**Information provided:**

╭──

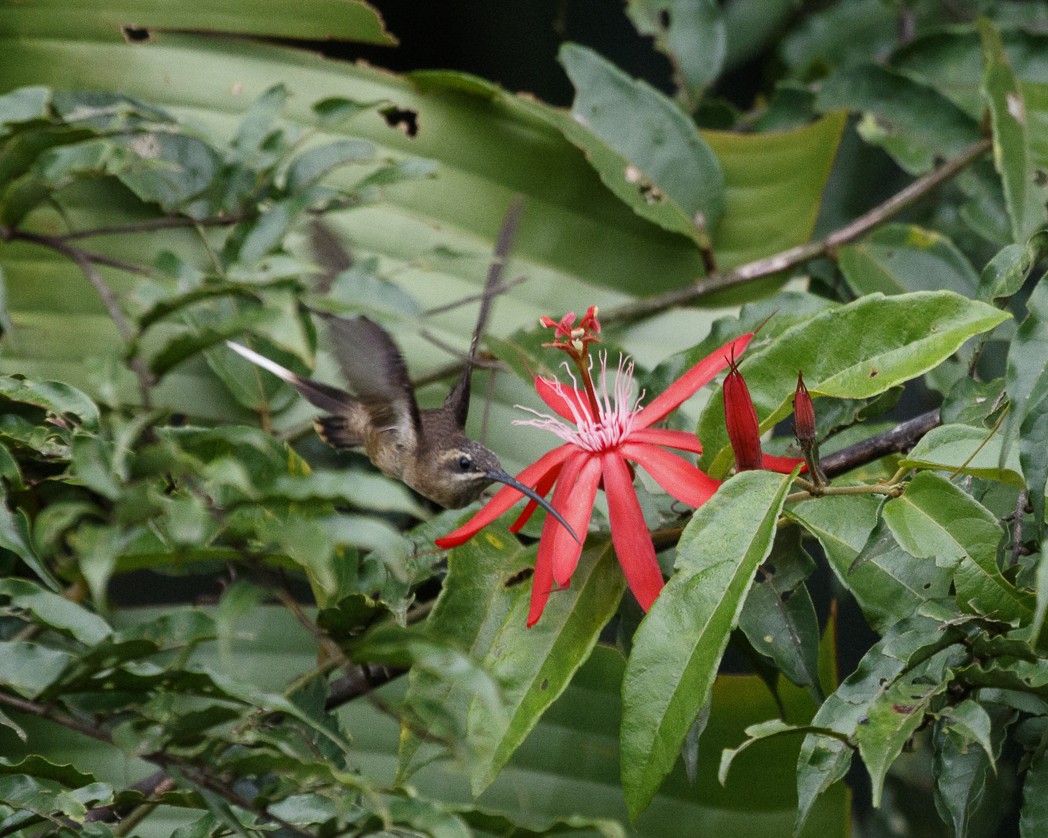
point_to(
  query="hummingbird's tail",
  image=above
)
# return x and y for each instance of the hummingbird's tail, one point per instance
(336, 432)
(324, 396)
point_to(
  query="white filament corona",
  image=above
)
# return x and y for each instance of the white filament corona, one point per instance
(616, 411)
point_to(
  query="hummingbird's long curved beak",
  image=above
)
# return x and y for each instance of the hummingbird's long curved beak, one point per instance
(502, 477)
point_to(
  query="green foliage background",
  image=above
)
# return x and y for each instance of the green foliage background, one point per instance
(161, 171)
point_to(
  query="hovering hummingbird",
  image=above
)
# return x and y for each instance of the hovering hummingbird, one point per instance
(427, 449)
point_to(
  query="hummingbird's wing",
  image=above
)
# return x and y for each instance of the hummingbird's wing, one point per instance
(458, 400)
(375, 372)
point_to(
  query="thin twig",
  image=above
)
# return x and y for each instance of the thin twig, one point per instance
(58, 244)
(463, 301)
(1017, 527)
(898, 439)
(804, 252)
(153, 224)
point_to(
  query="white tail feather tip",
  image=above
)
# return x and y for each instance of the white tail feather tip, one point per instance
(261, 360)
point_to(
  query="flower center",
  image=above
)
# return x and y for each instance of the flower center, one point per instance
(613, 419)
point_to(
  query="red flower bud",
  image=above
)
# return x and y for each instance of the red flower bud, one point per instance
(804, 414)
(740, 416)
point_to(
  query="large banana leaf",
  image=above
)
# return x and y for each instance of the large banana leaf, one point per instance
(577, 245)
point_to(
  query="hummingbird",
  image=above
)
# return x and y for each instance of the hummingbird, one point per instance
(429, 450)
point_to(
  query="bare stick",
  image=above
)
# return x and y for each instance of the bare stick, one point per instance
(900, 438)
(804, 252)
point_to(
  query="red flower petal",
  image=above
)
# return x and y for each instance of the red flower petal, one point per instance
(629, 532)
(671, 439)
(542, 487)
(506, 497)
(678, 477)
(573, 499)
(542, 582)
(782, 464)
(558, 401)
(685, 387)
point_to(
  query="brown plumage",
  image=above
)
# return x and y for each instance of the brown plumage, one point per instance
(427, 449)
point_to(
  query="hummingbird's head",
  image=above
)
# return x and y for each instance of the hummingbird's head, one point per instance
(461, 472)
(465, 469)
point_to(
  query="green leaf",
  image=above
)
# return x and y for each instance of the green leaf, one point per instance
(679, 644)
(24, 104)
(896, 712)
(535, 665)
(779, 618)
(475, 601)
(968, 722)
(328, 19)
(53, 611)
(643, 147)
(29, 668)
(774, 184)
(39, 767)
(691, 34)
(902, 336)
(964, 449)
(313, 164)
(899, 258)
(1033, 819)
(57, 397)
(825, 758)
(755, 733)
(1026, 382)
(171, 169)
(913, 122)
(934, 519)
(1024, 192)
(887, 581)
(15, 535)
(966, 744)
(1007, 271)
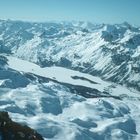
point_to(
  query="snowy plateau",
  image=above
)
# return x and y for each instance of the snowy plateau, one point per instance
(72, 80)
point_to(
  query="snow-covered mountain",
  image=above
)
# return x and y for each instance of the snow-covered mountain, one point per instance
(63, 79)
(109, 51)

╰──

**Do this:**
Quote the entries above word for word. Leave the images out.

**Solution:**
point_to(
  query="hummingbird's tail",
  image=above
)
# return x and y for each instance of the hummingbird's tail, one point per instance
(336, 432)
(324, 396)
point_to(
  query="white filament corona",
  image=above
)
# return x and y for each instance of the white filament corona, one point per instance
(616, 411)
point_to(
  query="hummingbird's long curved beak",
  image=above
)
# return x and y for each instance of the hummingbird's long curved beak, one point per instance
(502, 477)
point_to(
  query="green foliage background",
  image=above
)
# return x and y for each instance of the green foliage background, one point per instance
(161, 171)
point_to(
  query="hovering hummingbird",
  image=above
)
# return x and y for each instance of the hovering hummingbird, one point per instance
(427, 449)
point_to(
  query="hummingbird's wing",
  image=above
)
# return x and y for each instance of the hummingbird's wing, one point per instance
(458, 400)
(375, 372)
point_to(
  query="thin twig",
  image=above
)
# return x and y for each instance of the thin twig, one point per instance
(58, 244)
(463, 301)
(1017, 527)
(898, 439)
(804, 252)
(153, 224)
point_to(
  query="white tail feather tip",
  image=above
)
# return x and y for each instance of the white tail feather tip, one point per instance
(261, 360)
point_to(
  query="flower center",
  image=above
)
# return x and y for each instance of the flower center, one point per instance
(613, 419)
point_to(
  query="red flower bud",
  image=above
)
# return x and y for each instance of the red flower bud, one point per instance
(804, 414)
(740, 416)
point_to(
  query="large banana leaf",
  image=above
)
# return x and y for each instance of the large banana leaf, one point per instance
(577, 245)
point_to(
  query="hummingbird",
  image=above
)
# return x and y for each instance of the hummingbird, one point per instance
(429, 450)
point_to(
  query="bare stick",
  image=above
)
# return x and y for each instance of the bare stick, one point per instance
(900, 438)
(804, 252)
point_to(
  query="red flower petal",
  image=above
)
# return x and y for each instance of the red flower petal, one point per instance
(629, 532)
(671, 439)
(542, 487)
(506, 497)
(678, 477)
(573, 499)
(542, 582)
(782, 464)
(558, 401)
(685, 387)
point_to(
  query="brown plumage",
  image=above
)
# return x and y for each instance of the brown plumage, one point per instance
(427, 449)
point_to(
  query="hummingbird's head",
  image=above
)
# return x and y for each instance of the hummingbird's head, one point per instance
(461, 472)
(465, 469)
point_to(
  query="green leaf",
  image=above
)
# return x and y for each instance of the green leaf, one point per instance
(679, 644)
(24, 104)
(896, 712)
(535, 665)
(779, 618)
(475, 601)
(968, 722)
(328, 19)
(53, 611)
(643, 147)
(29, 668)
(774, 184)
(39, 767)
(691, 34)
(902, 336)
(964, 449)
(313, 164)
(899, 258)
(1033, 819)
(57, 397)
(825, 758)
(755, 733)
(1026, 382)
(171, 169)
(913, 122)
(934, 519)
(1024, 192)
(887, 581)
(15, 535)
(966, 744)
(1007, 271)
point_to(
  query="snowy plateau",
  image=above
)
# return x and y for each instance of the snowy plateau, one point per instance
(72, 80)
point_to(
  query="snow-covered mountain",
  image=above
)
# return x and y for each instance of the snow-covered mountain, one point per instance
(63, 79)
(109, 51)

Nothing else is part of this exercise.